Aim of the task
Among the entries that follow, find every line with the word "below" and list it.

Data records
########################################
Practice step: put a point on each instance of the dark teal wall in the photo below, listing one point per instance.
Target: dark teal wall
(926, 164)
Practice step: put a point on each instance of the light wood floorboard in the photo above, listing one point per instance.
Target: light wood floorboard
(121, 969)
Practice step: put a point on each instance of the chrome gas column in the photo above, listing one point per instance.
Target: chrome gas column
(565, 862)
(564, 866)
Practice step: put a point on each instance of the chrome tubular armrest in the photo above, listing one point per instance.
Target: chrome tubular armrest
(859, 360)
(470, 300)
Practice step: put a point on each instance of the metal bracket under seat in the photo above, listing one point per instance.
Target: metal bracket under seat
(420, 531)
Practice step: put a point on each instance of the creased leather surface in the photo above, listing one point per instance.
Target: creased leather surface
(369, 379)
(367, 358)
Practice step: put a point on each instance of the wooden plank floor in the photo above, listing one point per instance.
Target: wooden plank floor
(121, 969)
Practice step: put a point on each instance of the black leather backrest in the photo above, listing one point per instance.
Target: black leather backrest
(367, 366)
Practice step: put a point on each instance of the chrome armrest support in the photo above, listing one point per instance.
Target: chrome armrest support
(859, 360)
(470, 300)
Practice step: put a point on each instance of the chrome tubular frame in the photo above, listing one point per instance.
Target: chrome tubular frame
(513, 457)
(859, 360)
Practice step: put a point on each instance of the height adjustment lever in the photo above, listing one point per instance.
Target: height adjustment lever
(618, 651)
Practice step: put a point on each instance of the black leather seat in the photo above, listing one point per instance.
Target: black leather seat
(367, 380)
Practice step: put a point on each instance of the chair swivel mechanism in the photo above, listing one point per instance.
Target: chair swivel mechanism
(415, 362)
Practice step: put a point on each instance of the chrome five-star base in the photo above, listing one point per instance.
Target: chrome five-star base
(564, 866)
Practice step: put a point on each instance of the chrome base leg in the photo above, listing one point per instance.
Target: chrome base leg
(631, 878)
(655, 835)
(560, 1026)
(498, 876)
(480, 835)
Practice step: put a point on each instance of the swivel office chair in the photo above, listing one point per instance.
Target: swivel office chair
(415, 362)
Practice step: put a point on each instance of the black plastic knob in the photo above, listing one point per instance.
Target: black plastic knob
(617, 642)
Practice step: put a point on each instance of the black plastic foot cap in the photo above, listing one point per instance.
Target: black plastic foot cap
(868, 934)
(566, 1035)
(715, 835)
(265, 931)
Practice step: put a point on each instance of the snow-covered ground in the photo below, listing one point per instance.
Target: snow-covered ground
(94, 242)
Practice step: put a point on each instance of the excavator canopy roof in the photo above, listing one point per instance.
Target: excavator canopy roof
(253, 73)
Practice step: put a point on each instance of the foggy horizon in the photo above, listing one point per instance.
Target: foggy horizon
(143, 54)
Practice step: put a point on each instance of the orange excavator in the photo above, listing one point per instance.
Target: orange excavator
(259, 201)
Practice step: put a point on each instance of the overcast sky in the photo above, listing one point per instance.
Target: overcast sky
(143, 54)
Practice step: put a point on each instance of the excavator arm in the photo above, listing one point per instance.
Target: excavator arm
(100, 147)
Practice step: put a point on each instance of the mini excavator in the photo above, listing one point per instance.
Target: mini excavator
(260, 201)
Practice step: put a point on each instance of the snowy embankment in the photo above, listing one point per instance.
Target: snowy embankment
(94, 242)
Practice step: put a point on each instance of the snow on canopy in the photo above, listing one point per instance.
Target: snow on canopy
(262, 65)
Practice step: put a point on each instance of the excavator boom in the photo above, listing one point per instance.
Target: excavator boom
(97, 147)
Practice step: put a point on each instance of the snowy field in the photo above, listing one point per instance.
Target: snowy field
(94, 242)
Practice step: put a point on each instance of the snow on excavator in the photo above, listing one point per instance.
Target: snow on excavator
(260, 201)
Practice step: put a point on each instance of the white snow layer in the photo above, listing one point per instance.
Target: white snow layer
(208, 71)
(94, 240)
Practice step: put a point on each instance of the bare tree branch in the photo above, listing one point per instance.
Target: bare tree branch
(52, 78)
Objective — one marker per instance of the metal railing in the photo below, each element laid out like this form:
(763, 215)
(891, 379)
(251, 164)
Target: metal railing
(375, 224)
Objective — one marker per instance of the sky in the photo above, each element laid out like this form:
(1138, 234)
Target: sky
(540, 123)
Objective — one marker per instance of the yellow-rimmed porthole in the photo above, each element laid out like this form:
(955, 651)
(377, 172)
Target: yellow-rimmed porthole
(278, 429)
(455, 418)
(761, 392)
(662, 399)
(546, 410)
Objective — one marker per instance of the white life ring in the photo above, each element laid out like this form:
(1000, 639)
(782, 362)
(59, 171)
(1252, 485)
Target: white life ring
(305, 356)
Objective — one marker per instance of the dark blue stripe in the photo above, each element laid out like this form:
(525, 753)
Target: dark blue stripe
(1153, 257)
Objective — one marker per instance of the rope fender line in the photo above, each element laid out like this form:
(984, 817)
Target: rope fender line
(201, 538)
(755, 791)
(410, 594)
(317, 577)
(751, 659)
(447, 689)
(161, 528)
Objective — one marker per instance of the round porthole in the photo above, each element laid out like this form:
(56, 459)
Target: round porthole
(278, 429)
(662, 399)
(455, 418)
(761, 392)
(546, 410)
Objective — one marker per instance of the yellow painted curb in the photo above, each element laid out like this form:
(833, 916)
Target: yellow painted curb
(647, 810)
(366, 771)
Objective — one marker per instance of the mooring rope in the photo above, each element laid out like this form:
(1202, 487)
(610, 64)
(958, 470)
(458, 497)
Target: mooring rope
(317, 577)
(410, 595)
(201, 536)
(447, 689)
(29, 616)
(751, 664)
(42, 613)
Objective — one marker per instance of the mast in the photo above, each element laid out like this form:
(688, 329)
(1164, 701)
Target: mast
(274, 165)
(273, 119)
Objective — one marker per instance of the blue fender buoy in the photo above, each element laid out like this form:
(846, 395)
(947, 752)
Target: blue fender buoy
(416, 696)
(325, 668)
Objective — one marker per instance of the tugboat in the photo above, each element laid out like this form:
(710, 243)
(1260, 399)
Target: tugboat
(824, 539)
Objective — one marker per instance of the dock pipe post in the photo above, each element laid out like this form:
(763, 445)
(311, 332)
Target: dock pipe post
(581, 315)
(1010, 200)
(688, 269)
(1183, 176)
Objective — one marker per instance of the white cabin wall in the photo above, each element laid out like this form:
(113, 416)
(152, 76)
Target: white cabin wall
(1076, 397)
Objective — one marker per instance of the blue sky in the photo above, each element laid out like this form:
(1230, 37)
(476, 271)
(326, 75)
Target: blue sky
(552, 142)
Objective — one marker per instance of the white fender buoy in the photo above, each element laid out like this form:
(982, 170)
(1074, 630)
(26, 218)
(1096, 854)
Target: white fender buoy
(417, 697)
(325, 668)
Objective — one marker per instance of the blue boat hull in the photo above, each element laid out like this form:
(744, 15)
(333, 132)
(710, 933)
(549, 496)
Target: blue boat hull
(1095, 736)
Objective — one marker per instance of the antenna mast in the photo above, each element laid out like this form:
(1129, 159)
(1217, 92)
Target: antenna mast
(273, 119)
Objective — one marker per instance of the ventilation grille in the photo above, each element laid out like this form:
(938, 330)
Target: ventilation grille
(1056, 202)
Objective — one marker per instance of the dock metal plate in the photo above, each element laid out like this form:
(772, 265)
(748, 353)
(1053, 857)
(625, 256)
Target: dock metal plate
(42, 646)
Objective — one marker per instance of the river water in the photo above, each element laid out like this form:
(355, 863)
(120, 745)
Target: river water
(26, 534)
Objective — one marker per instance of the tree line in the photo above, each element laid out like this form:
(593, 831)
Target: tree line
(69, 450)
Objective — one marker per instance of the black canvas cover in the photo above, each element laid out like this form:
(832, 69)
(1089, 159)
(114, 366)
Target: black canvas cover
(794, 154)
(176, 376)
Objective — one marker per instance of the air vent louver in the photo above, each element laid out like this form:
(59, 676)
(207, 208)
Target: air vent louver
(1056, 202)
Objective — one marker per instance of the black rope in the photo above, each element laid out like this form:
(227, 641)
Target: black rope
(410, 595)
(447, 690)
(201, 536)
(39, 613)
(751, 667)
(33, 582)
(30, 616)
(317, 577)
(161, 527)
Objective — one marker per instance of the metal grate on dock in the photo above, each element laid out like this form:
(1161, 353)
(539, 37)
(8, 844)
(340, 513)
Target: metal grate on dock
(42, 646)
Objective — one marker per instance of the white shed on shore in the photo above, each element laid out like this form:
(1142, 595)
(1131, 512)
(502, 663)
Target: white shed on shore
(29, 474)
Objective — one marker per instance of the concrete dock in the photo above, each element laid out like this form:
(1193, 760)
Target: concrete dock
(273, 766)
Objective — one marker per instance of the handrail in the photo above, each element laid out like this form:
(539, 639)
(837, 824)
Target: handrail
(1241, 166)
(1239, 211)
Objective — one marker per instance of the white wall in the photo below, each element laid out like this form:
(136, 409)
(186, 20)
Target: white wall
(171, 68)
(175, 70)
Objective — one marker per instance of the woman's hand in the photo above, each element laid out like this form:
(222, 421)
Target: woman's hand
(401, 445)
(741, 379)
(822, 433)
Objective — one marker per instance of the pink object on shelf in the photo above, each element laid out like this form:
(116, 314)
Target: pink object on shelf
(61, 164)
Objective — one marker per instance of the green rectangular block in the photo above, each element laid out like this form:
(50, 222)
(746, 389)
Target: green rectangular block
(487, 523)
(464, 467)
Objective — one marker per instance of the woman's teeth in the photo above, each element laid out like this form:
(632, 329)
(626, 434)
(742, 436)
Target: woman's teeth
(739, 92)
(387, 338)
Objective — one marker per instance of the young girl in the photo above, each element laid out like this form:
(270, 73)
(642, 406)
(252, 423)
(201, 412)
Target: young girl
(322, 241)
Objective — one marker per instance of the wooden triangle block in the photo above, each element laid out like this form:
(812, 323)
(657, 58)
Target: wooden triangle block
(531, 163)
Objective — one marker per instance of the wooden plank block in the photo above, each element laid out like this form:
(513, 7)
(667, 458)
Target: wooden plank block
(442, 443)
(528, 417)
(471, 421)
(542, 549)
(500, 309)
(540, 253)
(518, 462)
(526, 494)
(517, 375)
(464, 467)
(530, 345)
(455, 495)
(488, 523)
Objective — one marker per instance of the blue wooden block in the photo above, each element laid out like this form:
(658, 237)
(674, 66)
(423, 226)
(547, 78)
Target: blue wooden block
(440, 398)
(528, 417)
########################################
Answer section
Practice step: put a point on each instance of the dark teal wall in the photo below, listing one point per instance.
Practice step: put a point on each instance of the snow-covered ground in the photo below, listing one point per instance.
Objective — one marker per instance of the metal railing in the photo below, each element laid out like this form:
Objective — one marker per instance of the white wall in the photo below, each element laid out like this form:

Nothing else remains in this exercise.